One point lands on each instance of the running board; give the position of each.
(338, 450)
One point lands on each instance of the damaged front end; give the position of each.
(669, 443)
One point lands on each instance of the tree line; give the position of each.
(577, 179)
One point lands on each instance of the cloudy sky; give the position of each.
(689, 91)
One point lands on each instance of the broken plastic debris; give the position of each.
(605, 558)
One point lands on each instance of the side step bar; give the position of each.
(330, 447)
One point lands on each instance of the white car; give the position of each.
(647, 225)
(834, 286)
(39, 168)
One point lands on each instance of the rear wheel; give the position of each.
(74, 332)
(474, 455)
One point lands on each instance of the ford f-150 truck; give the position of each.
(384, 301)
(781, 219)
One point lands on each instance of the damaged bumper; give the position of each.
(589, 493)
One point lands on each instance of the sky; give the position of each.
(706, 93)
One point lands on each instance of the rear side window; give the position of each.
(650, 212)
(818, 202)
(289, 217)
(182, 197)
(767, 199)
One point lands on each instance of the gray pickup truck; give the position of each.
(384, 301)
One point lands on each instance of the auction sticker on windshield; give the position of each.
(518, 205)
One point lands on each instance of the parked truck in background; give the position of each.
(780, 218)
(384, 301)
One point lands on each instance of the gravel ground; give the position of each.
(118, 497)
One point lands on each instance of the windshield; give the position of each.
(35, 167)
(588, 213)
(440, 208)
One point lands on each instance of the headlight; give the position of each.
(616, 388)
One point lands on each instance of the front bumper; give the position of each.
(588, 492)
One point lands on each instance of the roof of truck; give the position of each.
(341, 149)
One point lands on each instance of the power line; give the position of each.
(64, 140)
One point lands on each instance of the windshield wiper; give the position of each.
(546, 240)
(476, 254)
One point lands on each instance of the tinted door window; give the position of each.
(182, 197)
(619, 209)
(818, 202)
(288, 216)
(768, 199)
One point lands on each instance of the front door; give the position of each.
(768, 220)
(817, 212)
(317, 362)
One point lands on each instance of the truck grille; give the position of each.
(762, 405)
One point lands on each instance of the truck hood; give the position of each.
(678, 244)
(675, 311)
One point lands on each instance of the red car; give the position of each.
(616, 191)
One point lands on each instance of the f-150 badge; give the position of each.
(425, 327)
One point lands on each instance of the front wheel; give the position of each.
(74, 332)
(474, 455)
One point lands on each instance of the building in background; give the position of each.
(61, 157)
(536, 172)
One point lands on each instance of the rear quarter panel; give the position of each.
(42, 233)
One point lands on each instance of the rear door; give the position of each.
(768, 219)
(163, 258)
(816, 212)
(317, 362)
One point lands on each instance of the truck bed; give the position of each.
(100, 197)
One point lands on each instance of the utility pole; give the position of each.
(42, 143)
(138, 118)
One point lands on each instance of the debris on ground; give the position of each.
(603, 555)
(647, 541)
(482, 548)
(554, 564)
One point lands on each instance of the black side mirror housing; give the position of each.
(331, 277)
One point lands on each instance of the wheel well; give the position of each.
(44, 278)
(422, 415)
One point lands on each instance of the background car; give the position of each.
┄┄┄┄┄┄
## Short task
Copy out every entry above, substituting "occurrence" for each occurrence of "instance" and leaving everything else unchanged.

## Right answer
One point lands on each occurrence of the running board; give the position of each.
(338, 450)
One point lands on each occurrence of the damaged front end; give the position of each.
(669, 443)
One point lands on each occurrence of the tree line; give the position of each.
(577, 179)
One point lands on each occurrence of the cloudy sky; give the position of each.
(689, 91)
One point lands on each occurrence of the broken plastic debris; give the position of each.
(605, 558)
One point lands on each occurrence of the side step bar; give the position of each.
(330, 447)
One point lands on each occurrence of the white car; give the position of each.
(647, 225)
(834, 286)
(39, 168)
One point lands on each occurrence of the rear wheel; give the position of each.
(74, 332)
(474, 455)
One point lands on each occurrence of the ford f-150 truck; give the position of each.
(384, 301)
(781, 219)
One point lands on each occurrence of the damaged bumper; give the position of each.
(589, 493)
One point lands on each occurrence of the sky; give the position of each.
(706, 93)
One point lands on each occurrence of the rear side window; give the position of each.
(650, 212)
(818, 202)
(289, 217)
(182, 197)
(767, 199)
One point lands on each occurrence of the gray pickup truck; give the position of each.
(384, 301)
One point lands on each occurrence of the auction sticker on windshield; give the position of each.
(518, 205)
One point lands on each occurrence of the parked truck in background; give the position of each.
(780, 218)
(384, 301)
One point lands on each occurrence of the gravel ground; give the position of each.
(118, 497)
One point lands on each occurrence of the windshield; give the position of each.
(35, 167)
(588, 213)
(440, 208)
One point lands on each occurrence of the headlight; give the position of each.
(616, 388)
One point lands on each occurrence of the front bumper; give the position of each.
(588, 492)
One point lands on each occurrence of the roof of truck; give the position of each.
(341, 149)
One point lands on each occurrence of the power line; give the position of each.
(64, 140)
One point lands on each occurrence of the windshield wiper; give the position of each.
(546, 240)
(476, 254)
One point lands on each occurrence of the tinted door window; give the position of each.
(182, 197)
(619, 209)
(818, 202)
(288, 216)
(768, 199)
One point lands on each occurrence of the front door; give the position of each.
(768, 220)
(817, 212)
(317, 362)
One point lands on each occurrence of the truck grille; give the position of each.
(762, 405)
One point lands on each occurrence of the truck hood; give the position of each.
(678, 244)
(675, 311)
One point lands on each occurrence of the red car; give the position of each.
(616, 191)
One point lands on each occurrence of the f-150 badge; give the position of each.
(425, 327)
One point lands on each occurrence of the front wheel; give the position of each.
(74, 332)
(474, 455)
One point lands on each occurrence of the building in background; give the position of each.
(61, 157)
(536, 172)
One point lands on each occurrence of the rear quarter panel; give the position of each.
(42, 233)
One point lands on each occurrence of the rear door; give the position of each.
(768, 219)
(163, 258)
(816, 212)
(317, 362)
One point lands on each occurrence of the truck bed; give the position of each.
(100, 197)
One point lands on each occurrence of the utility pole; give the position of each.
(42, 143)
(138, 118)
One point lands on each occurrence of the debris on ground; give the position of each.
(603, 555)
(647, 541)
(482, 548)
(554, 564)
One point lands on each occurrence of the black side mirror housing; give the position of each.
(331, 277)
One point lands on each occurrence of the wheel well; give the position of each.
(44, 278)
(422, 415)
One point lands on each occurrence of the background car; give the position of each.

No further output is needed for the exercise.